_Exercise directions_
Output the listing exactly, leaving nothing out.

_Material shown_
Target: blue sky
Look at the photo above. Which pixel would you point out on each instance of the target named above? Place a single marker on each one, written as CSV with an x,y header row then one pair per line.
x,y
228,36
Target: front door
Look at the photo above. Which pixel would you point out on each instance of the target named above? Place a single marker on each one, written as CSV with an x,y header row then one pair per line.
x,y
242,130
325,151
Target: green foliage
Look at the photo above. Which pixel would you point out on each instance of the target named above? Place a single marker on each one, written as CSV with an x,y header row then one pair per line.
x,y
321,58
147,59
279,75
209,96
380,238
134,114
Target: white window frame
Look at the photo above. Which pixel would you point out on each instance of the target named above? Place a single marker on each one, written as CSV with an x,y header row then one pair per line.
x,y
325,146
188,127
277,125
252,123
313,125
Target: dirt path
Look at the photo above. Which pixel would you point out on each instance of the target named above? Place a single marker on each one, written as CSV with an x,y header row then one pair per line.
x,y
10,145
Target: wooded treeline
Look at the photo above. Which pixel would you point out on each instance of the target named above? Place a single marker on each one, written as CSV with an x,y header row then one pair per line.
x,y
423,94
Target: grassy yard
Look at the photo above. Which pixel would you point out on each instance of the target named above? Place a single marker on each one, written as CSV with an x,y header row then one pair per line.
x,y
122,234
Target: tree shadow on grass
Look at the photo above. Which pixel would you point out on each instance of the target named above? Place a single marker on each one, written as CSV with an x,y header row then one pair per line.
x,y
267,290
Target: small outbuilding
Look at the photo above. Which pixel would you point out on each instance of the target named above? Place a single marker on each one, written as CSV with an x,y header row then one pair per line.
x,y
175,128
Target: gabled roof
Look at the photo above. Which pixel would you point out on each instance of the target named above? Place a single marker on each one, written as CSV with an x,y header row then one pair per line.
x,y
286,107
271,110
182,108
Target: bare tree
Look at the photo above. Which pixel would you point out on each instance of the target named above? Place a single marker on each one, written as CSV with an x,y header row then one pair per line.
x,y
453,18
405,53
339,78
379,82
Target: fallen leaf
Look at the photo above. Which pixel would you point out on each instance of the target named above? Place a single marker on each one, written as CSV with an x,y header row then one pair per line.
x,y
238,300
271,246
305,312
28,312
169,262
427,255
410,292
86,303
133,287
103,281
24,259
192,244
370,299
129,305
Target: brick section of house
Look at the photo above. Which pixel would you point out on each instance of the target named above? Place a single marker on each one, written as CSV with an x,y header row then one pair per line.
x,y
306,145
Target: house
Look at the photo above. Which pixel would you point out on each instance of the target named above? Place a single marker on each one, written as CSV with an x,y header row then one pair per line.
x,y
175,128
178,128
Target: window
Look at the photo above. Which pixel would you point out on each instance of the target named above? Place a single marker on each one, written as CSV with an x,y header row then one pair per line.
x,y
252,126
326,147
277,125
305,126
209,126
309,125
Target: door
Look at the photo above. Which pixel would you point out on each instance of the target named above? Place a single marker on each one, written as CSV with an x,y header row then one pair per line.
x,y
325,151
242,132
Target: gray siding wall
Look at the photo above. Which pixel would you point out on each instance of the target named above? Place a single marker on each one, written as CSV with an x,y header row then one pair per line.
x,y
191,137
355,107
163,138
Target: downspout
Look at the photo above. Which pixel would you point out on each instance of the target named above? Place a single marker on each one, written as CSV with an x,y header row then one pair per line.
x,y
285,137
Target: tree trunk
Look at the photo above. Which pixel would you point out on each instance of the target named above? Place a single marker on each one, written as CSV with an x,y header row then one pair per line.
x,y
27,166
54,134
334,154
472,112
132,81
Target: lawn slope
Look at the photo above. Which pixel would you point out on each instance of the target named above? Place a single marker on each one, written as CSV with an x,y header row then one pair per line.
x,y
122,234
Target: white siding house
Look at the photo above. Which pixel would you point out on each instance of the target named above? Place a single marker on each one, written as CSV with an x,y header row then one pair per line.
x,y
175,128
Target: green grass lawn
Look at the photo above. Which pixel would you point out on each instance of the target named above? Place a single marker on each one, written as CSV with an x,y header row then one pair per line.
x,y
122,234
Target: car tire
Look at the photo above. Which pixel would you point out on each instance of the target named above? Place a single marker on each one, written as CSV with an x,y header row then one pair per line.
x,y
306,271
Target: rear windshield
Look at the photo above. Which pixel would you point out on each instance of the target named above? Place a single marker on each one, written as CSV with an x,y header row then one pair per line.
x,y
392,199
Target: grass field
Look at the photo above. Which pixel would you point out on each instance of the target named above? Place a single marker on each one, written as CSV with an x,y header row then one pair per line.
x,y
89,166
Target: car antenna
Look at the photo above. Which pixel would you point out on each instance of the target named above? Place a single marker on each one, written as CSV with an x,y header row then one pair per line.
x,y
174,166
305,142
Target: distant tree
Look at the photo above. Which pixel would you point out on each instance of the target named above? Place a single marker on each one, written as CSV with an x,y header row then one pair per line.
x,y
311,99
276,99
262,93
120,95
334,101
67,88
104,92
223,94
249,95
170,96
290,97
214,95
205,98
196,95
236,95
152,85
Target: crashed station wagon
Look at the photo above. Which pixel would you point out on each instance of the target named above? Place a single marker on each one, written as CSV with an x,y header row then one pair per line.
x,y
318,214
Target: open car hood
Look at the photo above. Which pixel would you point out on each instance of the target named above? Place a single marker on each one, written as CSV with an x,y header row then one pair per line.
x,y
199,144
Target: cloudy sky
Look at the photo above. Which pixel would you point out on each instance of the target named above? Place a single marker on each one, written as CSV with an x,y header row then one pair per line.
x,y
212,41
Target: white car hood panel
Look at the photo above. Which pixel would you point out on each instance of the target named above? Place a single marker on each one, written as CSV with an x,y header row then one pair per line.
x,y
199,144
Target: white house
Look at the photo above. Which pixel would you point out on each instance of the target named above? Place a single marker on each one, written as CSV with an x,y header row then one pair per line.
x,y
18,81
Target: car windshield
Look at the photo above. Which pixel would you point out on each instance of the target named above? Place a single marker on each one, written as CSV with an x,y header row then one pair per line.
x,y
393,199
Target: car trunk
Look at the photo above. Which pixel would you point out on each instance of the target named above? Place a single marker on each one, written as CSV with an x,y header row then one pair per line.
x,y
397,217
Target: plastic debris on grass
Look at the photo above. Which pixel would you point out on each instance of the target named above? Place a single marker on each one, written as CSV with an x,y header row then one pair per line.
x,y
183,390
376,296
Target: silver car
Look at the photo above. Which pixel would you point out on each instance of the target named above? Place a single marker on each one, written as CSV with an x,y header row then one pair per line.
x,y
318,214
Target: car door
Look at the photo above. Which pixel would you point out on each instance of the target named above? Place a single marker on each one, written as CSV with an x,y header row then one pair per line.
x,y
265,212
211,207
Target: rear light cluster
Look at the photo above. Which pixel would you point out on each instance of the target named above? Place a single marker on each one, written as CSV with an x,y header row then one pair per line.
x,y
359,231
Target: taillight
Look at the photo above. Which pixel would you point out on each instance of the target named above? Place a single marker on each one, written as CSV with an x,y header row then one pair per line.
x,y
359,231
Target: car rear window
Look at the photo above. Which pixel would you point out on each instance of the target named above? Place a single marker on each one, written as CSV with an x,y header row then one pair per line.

_Written solution_
Target: blue sky
Look at the photo above. Which pixel would you point out on each instance of the target named above? Place a single marker on each one, written as CSV with an x,y header row then one pair per line.
x,y
228,36
Target: front door
Look at the photo above. Which pixel would you point out on each instance of the target named above? Place a single marker on each one, written as CSV with an x,y header row then one pair per line.
x,y
242,130
325,151
Target: green foliage
Look at the photo above. Which pixel would you point out on each instance of the target named above? Place a single marker on each one, written as CSV with an x,y header row then one pair per line.
x,y
321,58
147,59
279,75
209,96
380,238
134,114
Target: white window frame
Look at the photo above. Which pixel would you point out on each instance of the target named above? Place a single marker on each one, written as CSV with an x,y header row then one pair per line.
x,y
325,146
188,127
277,125
252,123
313,125
Target: dirt path
Look at the photo above. Which pixel would you point out on each instance of the target named above? Place a single marker on each one, written as CSV with an x,y header row then one pair per line.
x,y
10,145
Target: wooded treeline
Look at the photo above. Which pixel would you point out on each instance of the target named above? Place a single marker on each one, written as CSV with an x,y header row then one pair per line.
x,y
423,94
Target: grassy yard
Look at the photo above. Which pixel would you point out on each instance of the target named above? Place a single marker on each one, written as CSV with an x,y header row then one pair per line.
x,y
122,234
Target: tree shadow on grass
Look at the photo above. Which pixel would you point out on each instance of the target named above? Place a single marker on each one, written as CSV with an x,y header row then one pair per line.
x,y
267,290
Target: small outbuilding
Look at the photo above. Which pixel would you point out on each instance of the target named above? Place a single marker on each one, written as CSV with an x,y header row then one pair per line.
x,y
175,128
Target: gabled roof
Look at the photo above. Which pixel would you point out on each instance of the target named above? Place a single marker on each one, written as CSV with an x,y header row then one pair per line.
x,y
286,107
271,110
182,108
Target: bare tree
Look at the photo above. Which pixel would you point out on each instance of the target named above? Place a single marker on each one, written as CSV with an x,y header row then one pair per line.
x,y
453,18
405,53
339,78
379,82
Target: fallen leaf
Look at the photo above. Which pixel would you point out on each instance of the target named above? Place a single marker on each one, written as CSV with an x,y header row then one pair per line.
x,y
238,300
271,246
305,312
28,312
169,262
427,255
410,292
86,303
133,287
103,281
24,259
192,244
370,299
129,305
Target: brick section of house
Look at the photo above. Which pixel would you point out on each instance of the target named above? Place a single marker on each one, written as CSV with an x,y header row then one pair per line.
x,y
306,145
Target: house
Look at the photo above. Which pixel would you point out on each instance of the target named above? Place a single marker on each one, written as CSV with an x,y header row then one pair per line.
x,y
175,128
178,128
Target: window
Look at the photo above. Which pixel would you point out on each instance of the target named above? Place a single marker on each one, written as CSV with an x,y header row then one pair per line.
x,y
252,126
326,147
277,125
305,126
209,126
309,125
Target: door
Look at the photo above. Which pixel would you point out on each instance of the target named above? Place a single marker on each one, written as CSV with an x,y header row then one pair per line.
x,y
325,151
242,132
Target: gray siding wall
Look at the photo above. Which pixel would you point out on each instance of the target named above? Place a single marker on each one, written as CSV with an x,y header row then one pair per line.
x,y
191,137
355,107
163,138
Target: downspout
Look at the photo above. Which pixel would you point out on each instance of the target named above? Place a single marker on each one, written as CSV with an x,y header row then one pair per line.
x,y
285,137
Target: tree trunk
Look at the photo above. Which pixel would you point out on each instance of the target named above? Place a single marker on each one, written as CSV with an x,y header row then one pair per line.
x,y
27,166
54,134
334,154
472,112
132,81
Target: lawn slope
Look at the photo above. Which pixel would you point out on each instance of the target named above? Place a single marker on each one, written as CSV with an x,y header row then one pair per line.
x,y
122,234
Target: white siding house
Look at the photo above. Which pixel would you point out on each instance of the target named above? Place a single marker on each one, written as CSV with an x,y header row then one pair per line.
x,y
175,128
Target: green grass lawn
Look at the photo above. Which pixel would you point out on each instance of the target named above? Place a single marker on each one, written as CSV with an x,y header row then one pair per line.
x,y
122,234
Target: car tire
Look at the photo above. Which pixel would you point out on each instance of the target named above? Place a single marker on each one, written as CSV with an x,y header row then one pair per line.
x,y
306,271
Target: rear windshield
Look at the photo above. Which pixel would you point out on each instance of the target named above? Place a single marker on each one, written as CSV with an x,y header row then one pair per line.
x,y
392,199
Target: grass field
Look at the photo above. Which pixel would you point out on each instance of the target named above? Place a single marker on each one, written as CSV with an x,y header row then one pair per line.
x,y
89,166
Target: car antenna
Look at the photo above. Which pixel would you point out on each instance of the target named above? Place a single marker on each one, written as CSV with an x,y header row then one pair per line.
x,y
174,166
305,142
Target: distant tree
Look at the photo above. Which pixel would you point out on each instance of the target named above? Place a single marker on each one, written as CSV with an x,y header row then one pair per line.
x,y
311,99
276,99
262,93
120,95
334,101
67,88
104,92
223,94
249,95
170,96
290,97
214,95
205,98
196,95
236,95
152,85
Target: crashed station wagon
Look at the photo above. Which pixel would you point out on each instance of the target named above? Place a single marker on each one, written as CSV with an x,y header row then one pair per line.
x,y
318,214
Target: open car hood
Look at the photo above. Which pixel would you point out on each instance of the target named above? Place a single marker on each one, written as CSV with an x,y header row then one pair per line.
x,y
199,144
Target: cloudy sky
Look at the photo above. Which pixel would you point out on each instance of the target named above? Place a single marker on each one, written as CSV with an x,y header row then one pair per line.
x,y
212,41
Target: white car hood panel
Look at the photo above. Which pixel would you point out on each instance of the target named above? Place a single marker on each one, written as CSV with an x,y header row then one pair per line.
x,y
199,144
Target: white house
Look at the photo above. Which pixel would you point out on each instance of the target named above? Place a single marker on each one, written as CSV with an x,y header row then one pair per line.
x,y
18,81
Target: car windshield
Look at the photo above. Which pixel would you point out on each instance of the target named above? Place a single marker on each one, written as CSV with an x,y header row then one pair per line.
x,y
393,199
Target: car trunk
Look at the photo above. Which pixel would you point out on each instance of the target named above? Place a single marker on each one, written as CSV with an x,y header row then one pair per line.
x,y
397,217
Target: plastic debris on grass
Look at the photo above. Which pixel would you point out on each instance of the target named above? Place a single marker on each one, written as CSV with an x,y header row then one pair per line.
x,y
183,390
376,296
Target: silver car
Look at the photo above. Which pixel would you point out on each instance of the target named above? Place a single marker on each one, written as CSV with an x,y header row then one pair per line.
x,y
318,214
Target: car door
Look at the photo above. Which pixel would you point out on each instance of the target named above? Place a single marker on each one, written as CSV with an x,y header row then one pair per line.
x,y
265,212
211,207
Target: rear light cluster
Look at the photo above. Which pixel would you point out on each instance of the target named above? Place a single marker on each one, written as CSV with an x,y header row then one pair per line.
x,y
359,231
Target: taillight
Look at the photo above. Which pixel would you point out on each instance of the target named above? Place a single marker on each one, written as CSV with an x,y header row then one pair per line.
x,y
359,231
Target: car rear window
Look at the photo above. Which pixel would you point out on each instance of the target named above? Place a single marker on each one, written as CSV with an x,y header row then one pair per line.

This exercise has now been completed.